====== Given information
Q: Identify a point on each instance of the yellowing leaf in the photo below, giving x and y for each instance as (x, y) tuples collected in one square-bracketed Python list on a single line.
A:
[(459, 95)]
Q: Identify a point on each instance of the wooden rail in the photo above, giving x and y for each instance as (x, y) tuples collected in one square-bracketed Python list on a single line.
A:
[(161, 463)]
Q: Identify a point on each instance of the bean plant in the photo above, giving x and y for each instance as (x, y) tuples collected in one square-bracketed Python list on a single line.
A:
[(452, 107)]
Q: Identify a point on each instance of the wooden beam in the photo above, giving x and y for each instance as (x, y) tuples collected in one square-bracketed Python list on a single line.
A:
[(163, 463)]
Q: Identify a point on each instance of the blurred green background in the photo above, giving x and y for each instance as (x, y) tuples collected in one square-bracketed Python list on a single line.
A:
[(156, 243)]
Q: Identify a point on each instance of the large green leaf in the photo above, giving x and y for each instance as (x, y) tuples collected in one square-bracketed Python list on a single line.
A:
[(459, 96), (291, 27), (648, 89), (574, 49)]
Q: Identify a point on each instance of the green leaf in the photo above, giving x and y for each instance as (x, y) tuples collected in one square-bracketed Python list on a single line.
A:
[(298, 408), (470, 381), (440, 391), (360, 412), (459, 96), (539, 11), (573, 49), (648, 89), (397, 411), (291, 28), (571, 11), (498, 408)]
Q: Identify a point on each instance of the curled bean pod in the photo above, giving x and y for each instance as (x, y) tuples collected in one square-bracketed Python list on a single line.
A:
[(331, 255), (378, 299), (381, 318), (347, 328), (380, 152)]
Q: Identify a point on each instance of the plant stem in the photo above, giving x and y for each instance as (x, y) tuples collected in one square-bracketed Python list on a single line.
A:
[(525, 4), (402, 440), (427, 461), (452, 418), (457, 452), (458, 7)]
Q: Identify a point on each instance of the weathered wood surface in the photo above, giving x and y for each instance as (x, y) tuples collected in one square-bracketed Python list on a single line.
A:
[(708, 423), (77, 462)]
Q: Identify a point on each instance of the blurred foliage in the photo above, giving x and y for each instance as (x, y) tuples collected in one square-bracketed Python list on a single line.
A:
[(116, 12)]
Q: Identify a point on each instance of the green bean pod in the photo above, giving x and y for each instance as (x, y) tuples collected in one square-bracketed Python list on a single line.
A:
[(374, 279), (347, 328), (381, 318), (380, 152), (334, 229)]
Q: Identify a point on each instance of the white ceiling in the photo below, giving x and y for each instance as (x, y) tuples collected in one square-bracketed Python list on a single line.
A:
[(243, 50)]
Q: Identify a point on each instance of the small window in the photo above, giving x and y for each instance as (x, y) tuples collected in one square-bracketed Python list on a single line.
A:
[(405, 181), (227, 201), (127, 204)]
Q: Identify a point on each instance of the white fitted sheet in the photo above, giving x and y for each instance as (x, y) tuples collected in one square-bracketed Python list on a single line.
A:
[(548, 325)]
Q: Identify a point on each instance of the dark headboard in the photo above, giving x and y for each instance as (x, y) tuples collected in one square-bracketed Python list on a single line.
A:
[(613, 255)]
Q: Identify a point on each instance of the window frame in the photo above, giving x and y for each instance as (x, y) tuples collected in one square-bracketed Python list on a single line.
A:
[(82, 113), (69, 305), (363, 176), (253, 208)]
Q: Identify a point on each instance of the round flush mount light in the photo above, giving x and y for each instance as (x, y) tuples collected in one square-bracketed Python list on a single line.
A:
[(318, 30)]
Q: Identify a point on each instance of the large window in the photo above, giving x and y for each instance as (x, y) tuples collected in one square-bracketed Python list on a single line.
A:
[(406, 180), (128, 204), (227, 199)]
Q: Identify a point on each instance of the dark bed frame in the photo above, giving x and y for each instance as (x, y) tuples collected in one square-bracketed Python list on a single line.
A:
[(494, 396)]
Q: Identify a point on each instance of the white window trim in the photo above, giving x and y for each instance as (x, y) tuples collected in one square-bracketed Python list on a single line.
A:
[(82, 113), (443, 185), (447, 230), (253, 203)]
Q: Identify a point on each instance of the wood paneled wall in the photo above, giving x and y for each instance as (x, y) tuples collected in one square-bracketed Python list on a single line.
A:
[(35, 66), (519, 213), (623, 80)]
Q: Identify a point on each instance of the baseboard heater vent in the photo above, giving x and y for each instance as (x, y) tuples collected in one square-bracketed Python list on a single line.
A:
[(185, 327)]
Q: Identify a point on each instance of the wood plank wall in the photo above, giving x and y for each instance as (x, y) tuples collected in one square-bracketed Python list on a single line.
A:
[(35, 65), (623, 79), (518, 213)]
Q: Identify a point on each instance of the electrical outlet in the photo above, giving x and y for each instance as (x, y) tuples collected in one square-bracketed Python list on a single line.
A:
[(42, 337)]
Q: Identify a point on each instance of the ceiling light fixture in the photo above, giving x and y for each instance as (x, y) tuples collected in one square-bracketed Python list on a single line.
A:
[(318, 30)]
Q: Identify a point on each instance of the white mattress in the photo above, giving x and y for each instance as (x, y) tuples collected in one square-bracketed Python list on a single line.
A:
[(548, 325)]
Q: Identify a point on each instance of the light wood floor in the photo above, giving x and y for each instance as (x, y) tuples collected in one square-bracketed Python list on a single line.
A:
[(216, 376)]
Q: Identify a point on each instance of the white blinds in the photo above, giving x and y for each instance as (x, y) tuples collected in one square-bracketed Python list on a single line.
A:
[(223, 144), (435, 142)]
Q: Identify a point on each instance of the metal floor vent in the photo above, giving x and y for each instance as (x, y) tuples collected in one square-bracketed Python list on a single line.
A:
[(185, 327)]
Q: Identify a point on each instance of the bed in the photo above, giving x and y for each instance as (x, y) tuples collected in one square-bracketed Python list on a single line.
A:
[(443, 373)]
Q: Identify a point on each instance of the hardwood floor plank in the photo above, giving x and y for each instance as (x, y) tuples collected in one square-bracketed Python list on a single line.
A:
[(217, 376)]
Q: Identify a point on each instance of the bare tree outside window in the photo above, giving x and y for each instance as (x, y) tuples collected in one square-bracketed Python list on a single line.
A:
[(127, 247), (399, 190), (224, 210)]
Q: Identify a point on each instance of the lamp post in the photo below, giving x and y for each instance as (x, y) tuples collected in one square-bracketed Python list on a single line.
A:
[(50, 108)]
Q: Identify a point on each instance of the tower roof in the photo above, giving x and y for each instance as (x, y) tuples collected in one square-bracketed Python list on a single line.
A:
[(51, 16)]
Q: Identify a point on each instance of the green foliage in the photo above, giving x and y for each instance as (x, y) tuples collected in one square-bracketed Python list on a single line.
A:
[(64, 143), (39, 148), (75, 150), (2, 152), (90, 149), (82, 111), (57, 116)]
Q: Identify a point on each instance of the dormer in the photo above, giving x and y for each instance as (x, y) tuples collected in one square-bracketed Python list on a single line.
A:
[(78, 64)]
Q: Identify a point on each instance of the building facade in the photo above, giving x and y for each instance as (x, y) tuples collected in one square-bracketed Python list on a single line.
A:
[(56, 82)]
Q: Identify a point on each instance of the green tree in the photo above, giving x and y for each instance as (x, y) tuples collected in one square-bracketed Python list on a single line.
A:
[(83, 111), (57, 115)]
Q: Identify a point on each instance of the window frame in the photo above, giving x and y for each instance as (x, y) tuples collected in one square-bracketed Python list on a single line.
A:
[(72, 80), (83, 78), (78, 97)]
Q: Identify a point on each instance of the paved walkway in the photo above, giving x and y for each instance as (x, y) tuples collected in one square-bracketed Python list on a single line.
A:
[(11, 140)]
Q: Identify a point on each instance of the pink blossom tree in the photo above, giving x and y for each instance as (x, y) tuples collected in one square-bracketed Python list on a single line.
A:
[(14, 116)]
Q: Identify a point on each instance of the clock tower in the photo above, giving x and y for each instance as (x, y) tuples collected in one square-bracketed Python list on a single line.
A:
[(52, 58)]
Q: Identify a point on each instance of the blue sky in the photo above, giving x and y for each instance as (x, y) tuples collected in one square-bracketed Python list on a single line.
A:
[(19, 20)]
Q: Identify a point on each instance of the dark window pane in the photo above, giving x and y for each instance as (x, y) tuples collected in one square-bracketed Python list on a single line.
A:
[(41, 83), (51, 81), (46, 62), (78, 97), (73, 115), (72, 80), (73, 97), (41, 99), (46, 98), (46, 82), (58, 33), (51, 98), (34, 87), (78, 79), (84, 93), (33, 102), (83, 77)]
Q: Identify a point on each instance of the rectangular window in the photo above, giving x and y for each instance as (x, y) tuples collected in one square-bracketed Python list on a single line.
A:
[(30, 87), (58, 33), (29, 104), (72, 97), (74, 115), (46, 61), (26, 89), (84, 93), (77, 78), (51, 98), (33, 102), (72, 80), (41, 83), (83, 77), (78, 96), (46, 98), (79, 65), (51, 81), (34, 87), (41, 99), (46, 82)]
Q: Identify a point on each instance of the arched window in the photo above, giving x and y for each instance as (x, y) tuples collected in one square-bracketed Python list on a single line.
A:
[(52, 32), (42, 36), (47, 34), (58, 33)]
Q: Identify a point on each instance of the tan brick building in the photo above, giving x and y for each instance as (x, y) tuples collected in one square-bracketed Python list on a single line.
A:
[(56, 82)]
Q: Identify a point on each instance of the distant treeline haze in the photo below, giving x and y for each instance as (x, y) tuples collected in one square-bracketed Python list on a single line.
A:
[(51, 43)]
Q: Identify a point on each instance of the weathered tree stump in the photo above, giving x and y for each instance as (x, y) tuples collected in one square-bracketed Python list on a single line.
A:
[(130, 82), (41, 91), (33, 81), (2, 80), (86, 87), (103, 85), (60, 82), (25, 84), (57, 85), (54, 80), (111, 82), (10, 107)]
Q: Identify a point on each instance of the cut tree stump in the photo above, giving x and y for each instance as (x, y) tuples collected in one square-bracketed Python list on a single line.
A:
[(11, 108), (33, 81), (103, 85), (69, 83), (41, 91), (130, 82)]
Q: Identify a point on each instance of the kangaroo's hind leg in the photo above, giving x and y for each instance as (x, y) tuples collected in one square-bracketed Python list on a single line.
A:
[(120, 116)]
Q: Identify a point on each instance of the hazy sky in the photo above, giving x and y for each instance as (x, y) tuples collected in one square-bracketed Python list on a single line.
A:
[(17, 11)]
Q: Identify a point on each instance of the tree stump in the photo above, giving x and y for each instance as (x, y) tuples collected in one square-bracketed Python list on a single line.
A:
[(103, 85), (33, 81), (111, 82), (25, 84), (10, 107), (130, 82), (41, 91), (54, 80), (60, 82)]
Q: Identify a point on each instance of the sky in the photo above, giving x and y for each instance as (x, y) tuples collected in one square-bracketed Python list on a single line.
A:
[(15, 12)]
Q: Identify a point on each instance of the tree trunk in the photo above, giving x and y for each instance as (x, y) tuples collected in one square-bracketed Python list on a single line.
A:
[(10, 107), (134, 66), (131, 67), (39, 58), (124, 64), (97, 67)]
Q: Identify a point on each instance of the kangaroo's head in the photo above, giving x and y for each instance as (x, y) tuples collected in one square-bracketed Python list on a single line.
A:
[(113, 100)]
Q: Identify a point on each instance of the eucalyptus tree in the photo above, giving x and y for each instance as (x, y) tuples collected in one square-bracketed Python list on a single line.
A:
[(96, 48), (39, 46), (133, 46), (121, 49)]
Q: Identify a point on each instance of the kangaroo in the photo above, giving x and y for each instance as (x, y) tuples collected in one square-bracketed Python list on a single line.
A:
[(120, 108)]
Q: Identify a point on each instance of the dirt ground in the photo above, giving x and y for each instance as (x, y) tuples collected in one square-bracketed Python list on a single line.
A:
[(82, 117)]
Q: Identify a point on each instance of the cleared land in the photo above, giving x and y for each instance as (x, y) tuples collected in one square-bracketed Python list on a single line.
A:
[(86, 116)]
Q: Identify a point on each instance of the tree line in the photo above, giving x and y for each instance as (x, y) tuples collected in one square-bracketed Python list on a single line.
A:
============
* **What is required**:
Rewrite the items from the start through the line containing "[(459, 95)]", inclusive. Keep the requests as they are, and multiply every coordinate in the answers by 0.55, rounding to whole numbers with halves rounded up.

* **Solution**:
Q: Identify a point on each instance of the yellowing leaf in the photo below, giving x and y for each instance as (x, y) tuples collected in one square-bracketed Python list on a single line.
A:
[(252, 52)]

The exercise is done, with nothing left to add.